■ Brano di partenza ■

>>>>>

La regola ha radici lontane, tanto che il Parlamento che varò la prima scuola obbligatoria di questo cantone – 4 giugno 1804 – la limitò a quattro articoli, che insistevano proprio sulla decisione di renderla obbligatoria.
Sono passati due secoli e un po’. La scuola dell’obbligo, ormai, fa parte delle consuetudini, come la grippe. Si noti il preambolo di quella legge: «… la felicità di una Repubblica ben costituita deriva principalmente dalle savie istituzioni, e da una buona educazione; mentre da uomini bene educati si può sperare ogni bene, e dalla ignoranza nascono tutt’i vizj, e disordini».
Erano le preoccupazioni di 200 anni fa.
Di quell’epoca la scuola contemporanea rammenta e tiene saldo il calendario scolastico, anche se sugli alpi e nei campi finiscono solitamente lavoratori stranieri.
Nel maggio 2011 avevo pubblicato in Fuori dall’aula, la mia rubrica sul Corriere del Ticino, un articolo che aveva preso spunto da una decisione del Parlamento zurighese, che aveva inasprito le norme sull’espulsione da adottare per gli scolari più indisciplinati, spostando il periodo massimo da quattro settimane a tre mesi. Il titolo era un po’ sciocco – Quando la scuola non sa più che pesci pigliare – non così, mi pare, il contenuto.

<<<<<

■ Consegna 1 ■
Raccogli tutte le righe dei record in cui compare la parola "tagine".
I record non hanno alcun legame con il brano.

■ Record dell'esercizio ■
>>>>>

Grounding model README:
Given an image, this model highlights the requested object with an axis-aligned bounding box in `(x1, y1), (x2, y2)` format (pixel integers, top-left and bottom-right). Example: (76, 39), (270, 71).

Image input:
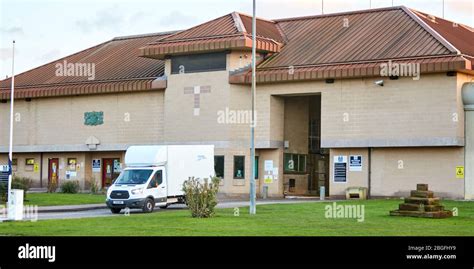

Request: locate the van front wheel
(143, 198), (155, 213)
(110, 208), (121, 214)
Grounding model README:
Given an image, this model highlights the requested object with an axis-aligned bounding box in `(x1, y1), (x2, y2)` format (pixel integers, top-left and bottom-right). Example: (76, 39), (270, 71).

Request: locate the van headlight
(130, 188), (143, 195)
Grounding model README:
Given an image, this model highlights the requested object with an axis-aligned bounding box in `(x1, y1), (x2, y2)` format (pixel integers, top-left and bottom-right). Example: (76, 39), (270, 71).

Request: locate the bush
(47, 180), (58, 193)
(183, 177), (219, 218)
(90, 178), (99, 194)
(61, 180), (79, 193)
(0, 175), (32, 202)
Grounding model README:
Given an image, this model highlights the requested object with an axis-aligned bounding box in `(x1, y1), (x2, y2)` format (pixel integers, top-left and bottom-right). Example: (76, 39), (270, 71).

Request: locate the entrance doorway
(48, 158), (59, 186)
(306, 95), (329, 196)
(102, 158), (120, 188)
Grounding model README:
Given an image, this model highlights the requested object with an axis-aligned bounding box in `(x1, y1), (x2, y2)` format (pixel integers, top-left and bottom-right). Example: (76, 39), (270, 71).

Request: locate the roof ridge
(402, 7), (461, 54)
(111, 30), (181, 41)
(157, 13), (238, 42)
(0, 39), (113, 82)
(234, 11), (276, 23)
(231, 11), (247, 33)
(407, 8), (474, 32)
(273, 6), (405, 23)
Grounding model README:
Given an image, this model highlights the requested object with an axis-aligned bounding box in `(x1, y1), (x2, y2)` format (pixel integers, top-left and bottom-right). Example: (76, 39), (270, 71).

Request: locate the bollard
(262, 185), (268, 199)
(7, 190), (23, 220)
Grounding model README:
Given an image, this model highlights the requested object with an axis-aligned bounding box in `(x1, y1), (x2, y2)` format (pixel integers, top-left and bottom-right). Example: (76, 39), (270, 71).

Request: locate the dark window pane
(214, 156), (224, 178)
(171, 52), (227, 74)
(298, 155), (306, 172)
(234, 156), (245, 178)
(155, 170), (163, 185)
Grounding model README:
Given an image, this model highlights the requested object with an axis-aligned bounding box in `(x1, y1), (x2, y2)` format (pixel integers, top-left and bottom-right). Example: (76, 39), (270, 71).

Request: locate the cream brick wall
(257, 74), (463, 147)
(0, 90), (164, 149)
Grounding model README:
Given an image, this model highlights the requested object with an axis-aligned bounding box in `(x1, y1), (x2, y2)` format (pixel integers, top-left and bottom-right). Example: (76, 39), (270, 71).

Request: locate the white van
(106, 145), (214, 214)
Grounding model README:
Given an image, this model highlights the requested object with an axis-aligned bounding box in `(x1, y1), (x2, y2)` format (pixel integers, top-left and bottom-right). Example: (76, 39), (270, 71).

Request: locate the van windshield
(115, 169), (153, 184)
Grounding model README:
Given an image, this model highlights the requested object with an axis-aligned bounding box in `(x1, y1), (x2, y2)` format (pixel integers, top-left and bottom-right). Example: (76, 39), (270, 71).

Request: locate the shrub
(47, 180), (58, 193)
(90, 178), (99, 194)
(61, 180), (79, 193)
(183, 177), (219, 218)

<<<<<
>>>>>

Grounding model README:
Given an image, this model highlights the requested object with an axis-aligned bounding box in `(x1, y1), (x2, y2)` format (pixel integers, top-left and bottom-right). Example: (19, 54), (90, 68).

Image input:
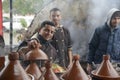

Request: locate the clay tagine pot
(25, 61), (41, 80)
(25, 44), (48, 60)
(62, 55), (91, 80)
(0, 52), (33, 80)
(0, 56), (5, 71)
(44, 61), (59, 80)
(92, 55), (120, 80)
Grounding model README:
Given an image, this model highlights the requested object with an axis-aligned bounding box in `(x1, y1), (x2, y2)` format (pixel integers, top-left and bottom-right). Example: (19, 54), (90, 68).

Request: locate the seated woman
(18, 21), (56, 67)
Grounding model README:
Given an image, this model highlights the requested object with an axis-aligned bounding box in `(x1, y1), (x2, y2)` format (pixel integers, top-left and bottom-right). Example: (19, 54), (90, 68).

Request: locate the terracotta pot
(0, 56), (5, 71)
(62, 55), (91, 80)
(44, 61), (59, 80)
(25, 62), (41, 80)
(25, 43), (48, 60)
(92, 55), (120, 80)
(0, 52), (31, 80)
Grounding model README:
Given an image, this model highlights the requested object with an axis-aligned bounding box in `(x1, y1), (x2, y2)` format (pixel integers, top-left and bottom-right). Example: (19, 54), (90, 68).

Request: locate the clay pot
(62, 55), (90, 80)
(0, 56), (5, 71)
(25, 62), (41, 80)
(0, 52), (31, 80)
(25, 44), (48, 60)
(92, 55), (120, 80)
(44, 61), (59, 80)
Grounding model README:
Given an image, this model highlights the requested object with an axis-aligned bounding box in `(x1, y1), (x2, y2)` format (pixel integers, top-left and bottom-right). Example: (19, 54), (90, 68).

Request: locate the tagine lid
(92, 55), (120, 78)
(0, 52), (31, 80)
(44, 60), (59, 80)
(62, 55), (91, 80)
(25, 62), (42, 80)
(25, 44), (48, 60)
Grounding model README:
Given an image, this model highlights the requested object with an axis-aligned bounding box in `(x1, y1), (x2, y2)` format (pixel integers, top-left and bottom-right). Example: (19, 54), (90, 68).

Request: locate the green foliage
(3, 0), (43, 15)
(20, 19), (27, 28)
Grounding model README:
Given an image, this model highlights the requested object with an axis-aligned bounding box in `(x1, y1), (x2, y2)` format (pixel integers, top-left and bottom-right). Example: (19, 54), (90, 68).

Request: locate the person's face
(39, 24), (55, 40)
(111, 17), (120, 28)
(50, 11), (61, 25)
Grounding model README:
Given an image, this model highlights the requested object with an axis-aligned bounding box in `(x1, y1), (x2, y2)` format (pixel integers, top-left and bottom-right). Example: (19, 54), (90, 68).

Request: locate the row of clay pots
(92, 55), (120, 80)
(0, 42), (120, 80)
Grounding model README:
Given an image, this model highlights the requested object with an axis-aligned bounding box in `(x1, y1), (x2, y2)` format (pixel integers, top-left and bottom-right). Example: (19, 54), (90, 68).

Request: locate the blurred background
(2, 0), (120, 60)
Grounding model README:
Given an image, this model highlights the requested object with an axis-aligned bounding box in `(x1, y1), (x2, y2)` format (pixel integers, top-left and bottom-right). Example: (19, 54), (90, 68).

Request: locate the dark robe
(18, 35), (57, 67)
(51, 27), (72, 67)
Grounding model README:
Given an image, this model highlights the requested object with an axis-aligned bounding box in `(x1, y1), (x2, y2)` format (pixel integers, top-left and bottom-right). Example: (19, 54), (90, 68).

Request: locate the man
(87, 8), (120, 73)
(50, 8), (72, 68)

<<<<<

■ Consegna 2 ■
Secondo il brano sulla scuola obbligatoria, in quale data il Parlamento varò la prima scuola obbligatoria del cantone?

■ Risposta completa 1 ■
Request: locate the clay tagine pot
Request: locate the tagine lid

■ Risposta completa 2 ■
Il 4 giugno 1804.